:: WORK REQUIRED ::
Type the records out again in full, exactly.

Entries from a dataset
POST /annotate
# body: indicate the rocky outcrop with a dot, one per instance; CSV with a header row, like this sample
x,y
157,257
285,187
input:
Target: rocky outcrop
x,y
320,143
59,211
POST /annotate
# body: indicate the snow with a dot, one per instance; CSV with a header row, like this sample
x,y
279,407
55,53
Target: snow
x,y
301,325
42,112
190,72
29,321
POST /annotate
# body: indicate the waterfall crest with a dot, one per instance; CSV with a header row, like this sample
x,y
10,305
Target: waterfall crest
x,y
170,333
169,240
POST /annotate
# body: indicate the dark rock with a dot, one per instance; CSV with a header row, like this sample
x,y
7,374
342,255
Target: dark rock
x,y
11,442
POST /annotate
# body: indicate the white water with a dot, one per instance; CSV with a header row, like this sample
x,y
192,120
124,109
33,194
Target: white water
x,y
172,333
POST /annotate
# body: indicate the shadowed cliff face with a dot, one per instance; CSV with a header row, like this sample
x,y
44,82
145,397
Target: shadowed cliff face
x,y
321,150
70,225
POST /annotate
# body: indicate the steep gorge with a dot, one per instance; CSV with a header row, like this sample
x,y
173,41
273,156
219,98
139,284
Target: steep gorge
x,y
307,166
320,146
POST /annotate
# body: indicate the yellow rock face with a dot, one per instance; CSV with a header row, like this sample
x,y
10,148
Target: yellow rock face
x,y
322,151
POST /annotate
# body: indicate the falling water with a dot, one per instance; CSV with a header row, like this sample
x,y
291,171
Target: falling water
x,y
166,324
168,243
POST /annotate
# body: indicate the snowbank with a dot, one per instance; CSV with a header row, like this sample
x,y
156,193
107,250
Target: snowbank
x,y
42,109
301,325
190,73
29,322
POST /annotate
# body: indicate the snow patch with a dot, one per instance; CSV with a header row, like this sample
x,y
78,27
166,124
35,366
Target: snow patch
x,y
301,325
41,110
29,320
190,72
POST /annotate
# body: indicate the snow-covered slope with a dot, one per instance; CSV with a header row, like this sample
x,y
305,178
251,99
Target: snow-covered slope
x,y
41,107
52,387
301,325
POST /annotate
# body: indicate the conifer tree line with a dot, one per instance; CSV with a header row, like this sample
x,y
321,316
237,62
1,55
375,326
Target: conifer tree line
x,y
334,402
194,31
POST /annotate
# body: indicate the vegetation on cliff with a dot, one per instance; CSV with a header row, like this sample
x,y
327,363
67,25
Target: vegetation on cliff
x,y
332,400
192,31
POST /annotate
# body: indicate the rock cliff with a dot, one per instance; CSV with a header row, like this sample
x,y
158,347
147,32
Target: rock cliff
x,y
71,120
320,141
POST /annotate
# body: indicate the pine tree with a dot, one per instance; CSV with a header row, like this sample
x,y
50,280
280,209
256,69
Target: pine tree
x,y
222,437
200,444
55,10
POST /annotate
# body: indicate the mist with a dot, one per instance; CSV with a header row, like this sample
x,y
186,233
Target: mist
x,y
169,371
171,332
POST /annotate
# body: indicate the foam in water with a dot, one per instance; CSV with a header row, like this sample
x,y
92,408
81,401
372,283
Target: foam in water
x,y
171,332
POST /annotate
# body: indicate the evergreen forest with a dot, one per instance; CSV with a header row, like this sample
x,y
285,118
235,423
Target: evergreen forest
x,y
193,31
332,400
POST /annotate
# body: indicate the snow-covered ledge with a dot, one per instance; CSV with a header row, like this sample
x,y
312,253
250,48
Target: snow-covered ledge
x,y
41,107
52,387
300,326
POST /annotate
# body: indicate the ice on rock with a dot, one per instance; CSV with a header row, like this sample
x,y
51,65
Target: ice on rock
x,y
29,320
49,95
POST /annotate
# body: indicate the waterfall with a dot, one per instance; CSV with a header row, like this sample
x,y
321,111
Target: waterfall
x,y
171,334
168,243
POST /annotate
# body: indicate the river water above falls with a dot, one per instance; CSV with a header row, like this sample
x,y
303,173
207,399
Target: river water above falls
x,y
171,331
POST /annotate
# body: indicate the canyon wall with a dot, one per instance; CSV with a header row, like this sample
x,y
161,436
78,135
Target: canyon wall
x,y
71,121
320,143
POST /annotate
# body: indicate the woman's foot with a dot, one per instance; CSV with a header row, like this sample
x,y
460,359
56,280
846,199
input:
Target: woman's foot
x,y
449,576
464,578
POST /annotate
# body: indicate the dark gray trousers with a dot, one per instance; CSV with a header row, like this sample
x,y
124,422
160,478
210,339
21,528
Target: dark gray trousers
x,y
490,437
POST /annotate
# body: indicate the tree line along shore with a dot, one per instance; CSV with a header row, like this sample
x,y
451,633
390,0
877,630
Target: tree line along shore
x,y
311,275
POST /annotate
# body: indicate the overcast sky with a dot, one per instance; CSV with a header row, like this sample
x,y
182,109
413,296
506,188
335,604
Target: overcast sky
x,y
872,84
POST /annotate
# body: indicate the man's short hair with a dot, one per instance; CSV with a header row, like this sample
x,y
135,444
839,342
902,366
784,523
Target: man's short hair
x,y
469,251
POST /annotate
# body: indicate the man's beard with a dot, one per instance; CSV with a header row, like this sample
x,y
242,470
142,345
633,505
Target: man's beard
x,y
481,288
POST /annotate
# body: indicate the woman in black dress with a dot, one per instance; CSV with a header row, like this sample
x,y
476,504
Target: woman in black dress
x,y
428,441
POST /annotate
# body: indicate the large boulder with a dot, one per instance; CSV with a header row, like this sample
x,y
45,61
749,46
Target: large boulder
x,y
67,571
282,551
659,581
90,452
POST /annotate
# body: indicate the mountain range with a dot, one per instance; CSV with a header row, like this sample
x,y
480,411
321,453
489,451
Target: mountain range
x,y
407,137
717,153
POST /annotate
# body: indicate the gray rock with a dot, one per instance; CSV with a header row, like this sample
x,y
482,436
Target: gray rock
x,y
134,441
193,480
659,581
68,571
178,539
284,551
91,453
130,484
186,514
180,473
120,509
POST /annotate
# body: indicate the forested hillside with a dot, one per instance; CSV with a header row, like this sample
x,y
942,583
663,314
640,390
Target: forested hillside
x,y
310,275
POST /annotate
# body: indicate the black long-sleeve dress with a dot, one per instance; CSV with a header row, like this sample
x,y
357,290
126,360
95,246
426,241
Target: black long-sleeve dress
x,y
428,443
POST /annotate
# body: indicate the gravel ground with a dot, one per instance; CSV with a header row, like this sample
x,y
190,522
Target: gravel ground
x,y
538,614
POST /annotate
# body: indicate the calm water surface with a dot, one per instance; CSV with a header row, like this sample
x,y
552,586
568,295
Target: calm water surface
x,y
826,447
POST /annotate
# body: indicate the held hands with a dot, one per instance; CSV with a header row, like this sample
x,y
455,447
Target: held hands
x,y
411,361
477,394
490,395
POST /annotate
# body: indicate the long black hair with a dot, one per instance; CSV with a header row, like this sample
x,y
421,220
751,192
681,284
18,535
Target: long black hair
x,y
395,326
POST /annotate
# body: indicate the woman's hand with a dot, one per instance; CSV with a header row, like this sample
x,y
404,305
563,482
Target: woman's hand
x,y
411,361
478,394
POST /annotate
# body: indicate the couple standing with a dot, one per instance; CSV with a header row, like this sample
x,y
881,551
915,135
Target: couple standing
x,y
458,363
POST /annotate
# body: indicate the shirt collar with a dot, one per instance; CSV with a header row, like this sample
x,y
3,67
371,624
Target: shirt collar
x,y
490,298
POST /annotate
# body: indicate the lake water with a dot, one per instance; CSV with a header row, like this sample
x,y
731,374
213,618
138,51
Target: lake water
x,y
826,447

:: EXERCISE ANSWER ::
POST /annotate
# body: indicate the rocky outcrop with a dot, one per instance; CSV with a header row, like this sample
x,y
157,257
285,187
input:
Target: rocky outcrop
x,y
320,143
59,211
POST /annotate
# body: indicate the snow with a dot, one per instance; CSV with a header row, like this sample
x,y
279,407
55,53
Target: snow
x,y
301,325
42,112
190,72
29,321
POST /annotate
# body: indicate the waterfall crest with a dot, one per instance; CSV with a header row, like this sample
x,y
10,305
Target: waterfall crest
x,y
170,333
169,240
POST /annotate
# body: indicate the dark rock with a dot, one per instance; CSV with a header row, like this sample
x,y
7,374
342,255
Target: dark rock
x,y
11,442
POST /annotate
# body: indicate the white water with a dot, one per instance; CSV with a header row, like this sample
x,y
192,120
124,109
33,194
Target: white water
x,y
172,333
POST /annotate
# body: indicate the shadowed cliff face with a dot, one per instance; CSV with a header row, like this sample
x,y
44,82
145,397
Target: shadowed cliff face
x,y
321,150
70,225
POST /annotate
# body: indicate the steep gorge with a dot, one per instance; CSV with a header row, like this sample
x,y
173,41
273,156
219,98
139,284
Target: steep gorge
x,y
307,166
320,146
POST /annotate
# body: indicate the yellow rock face with a dot, one per instance; CSV with a header row, like this sample
x,y
10,148
Target: yellow rock face
x,y
322,151
POST /annotate
# body: indicate the falling water with a dot, one per instance; CSV with a header row, like this sample
x,y
291,171
Target: falling water
x,y
166,324
168,243
POST /annotate
# body: indicate the snowbank with a dot, one per instance; CSV with a header row, like this sample
x,y
156,193
107,250
Target: snowbank
x,y
42,109
301,325
190,73
29,322
POST /annotate
# body: indicate the snow patch with a dot, one per instance; CSV with a header row, like this sample
x,y
78,27
166,124
35,366
Target: snow patch
x,y
301,325
41,110
29,320
190,72
POST /annotate
# body: indicate the snow-covered slope with a dot, one per instance; CSV with a header row, like this sample
x,y
305,178
251,99
Target: snow-covered slope
x,y
41,107
52,387
301,325
POST /annotate
# body: indicate the conifer tree line with a dot, one per instance; CSV with a header row, like this sample
x,y
321,316
237,62
1,55
375,326
Target: conifer tree line
x,y
334,402
194,31
POST /annotate
# body: indicate the vegetation on cliff with a dot, one per instance; CSV with a header row, like this sample
x,y
327,363
67,25
Target: vegetation on cliff
x,y
332,400
192,31
POST /annotate
# body: indicate the rock cliff with a dot, one per instance; CSV with a header row, like this sample
x,y
158,347
147,32
Target: rock cliff
x,y
71,120
320,141
POST /annotate
# body: indicate the pine tree with a dot, one per instance; CSV with a header row, like this sample
x,y
50,280
280,209
256,69
Target: pine tree
x,y
222,437
200,444
55,10
POST /annotate
# body: indicate the mist with a dot, one per instance; CSV with a header row, like this sample
x,y
186,233
Target: mist
x,y
169,371
171,332
POST /annotate
# body: indicate the foam in water with a dot, one per instance; CSV with a header row, like this sample
x,y
92,408
81,401
372,283
Target: foam in water
x,y
171,332
POST /annotate
# body: indicate the evergreen forest with a dot, one per instance; CSV with a header row, like this sample
x,y
285,118
235,423
Target: evergreen forest
x,y
193,31
332,400
POST /annotate
# body: indicate the snow-covered ledge with a dot, one per instance; CSV with a header row, like this sample
x,y
312,253
250,48
Target: snow-covered ledge
x,y
41,107
52,387
300,326
POST /annotate
# body: indicate the ice on rock with a dot, one per instance; CSV with a header row, like this sample
x,y
51,65
Target: ice on rock
x,y
29,320
49,95
POST /annotate
# body: indicate the waterfall with a dot, one per instance; CSV with a header row, like this sample
x,y
321,111
Target: waterfall
x,y
171,334
168,243
POST /annotate
# body: indicate the river water above falls with a dot, one per instance; CSV with a header row, like this sample
x,y
303,173
207,399
Target: river water above falls
x,y
171,331
POST /annotate
# body: indicate the canyon wall with a dot, one per instance; CSV with a header row, like this sample
x,y
161,436
78,135
Target: canyon wall
x,y
71,121
320,143
POST /annotate
# body: indicate the woman's foot with a dot, one per instance; CSV with a header row, like this sample
x,y
460,359
56,280
846,199
input:
Target: woman's foot
x,y
449,576
464,578
POST /annotate
# body: indicate the dark gray trousers with a dot, one per instance; CSV with a header row, like this sample
x,y
124,422
160,478
210,339
21,528
Target: dark gray trousers
x,y
490,437
POST /annotate
# body: indicate the tree line along shore with a dot, one per instance; CSV with a header row, like this sample
x,y
451,633
390,0
877,630
Target: tree line along shore
x,y
311,275
POST /annotate
# body: indicate the overcast sky with a dot, one per instance; CSV with a header row, like this sample
x,y
182,109
413,296
506,188
335,604
Target: overcast sky
x,y
872,84
POST /annotate
# body: indicate the man's short hair with a dot, one per instance; CSV with a header row, like this sample
x,y
135,444
839,342
902,366
784,523
Target: man's short hair
x,y
469,251
POST /annotate
# body: indicate the man's beard with a dot, one per instance; CSV with a header row, like this sample
x,y
242,470
142,345
633,505
Target: man's beard
x,y
481,288
POST /annotate
# body: indicate the woman in black dress with a dot, one per instance; CSV with a header row, like this sample
x,y
476,504
Target: woman in black dress
x,y
428,441
POST /annotate
# body: indicate the large boulder with a dot, one per instance; CSV with a header row, like this sample
x,y
45,61
749,46
Target: large boulder
x,y
67,571
282,551
659,581
90,452
POST /annotate
# body: indicate the mountain range with a dot, one per instance; CSV with a header row, like this sample
x,y
480,411
321,453
489,451
Target: mountain range
x,y
407,137
717,153
POST /annotate
# body: indicate the gray rock with a dot, one per instance; CSV with a header row, like this sample
x,y
482,436
Target: gray rock
x,y
134,441
193,480
659,581
68,571
178,539
284,551
91,453
130,484
186,514
180,473
120,509
POST /annotate
# body: indicate the forested hillside with a dot, one per instance; CSV with a header row, like this sample
x,y
942,583
663,314
640,390
Target: forested hillside
x,y
310,275
POST /annotate
# body: indicate the black long-sleeve dress with a dot, one per instance; CSV with a header row, like this sample
x,y
357,290
126,360
95,246
426,241
Target: black long-sleeve dress
x,y
428,443
POST /annotate
# body: indicate the gravel ground with a dot, one per instance; CSV with a header row, like this sample
x,y
190,522
Target: gravel ground
x,y
538,614
POST /annotate
# body: indicate the calm water surface with a dot, one per instance; CSV with a header row, like this sample
x,y
552,586
568,295
Target: calm water surface
x,y
826,447
POST /annotate
# body: indicate the held hands with a dot, one per instance; CSV with a header row, like this sample
x,y
455,447
Target: held hands
x,y
411,361
477,394
490,395
POST /annotate
# body: indicate the long black hair with a dot, one per instance; CSV with a header row, like this sample
x,y
421,220
751,192
681,284
18,535
Target: long black hair
x,y
395,326
POST /annotate
# body: indicate the woman's hand with a dot, one per instance; CSV with a header row, like this sample
x,y
404,305
563,482
Target: woman's hand
x,y
411,361
478,394
POST /annotate
# body: indicate the couple standing with a dot, one per instance; CSV with a header row, like this sample
x,y
881,551
915,135
Target: couple standing
x,y
458,363
POST /annotate
# body: indicate the shirt collar with a dot, one per instance; CSV with a header row, like this sample
x,y
3,67
371,624
Target: shirt collar
x,y
490,298
POST /annotate
# body: indicate the lake water with a dot, one per instance; CSV with a header row, like this sample
x,y
731,374
213,618
138,51
Target: lake water
x,y
826,447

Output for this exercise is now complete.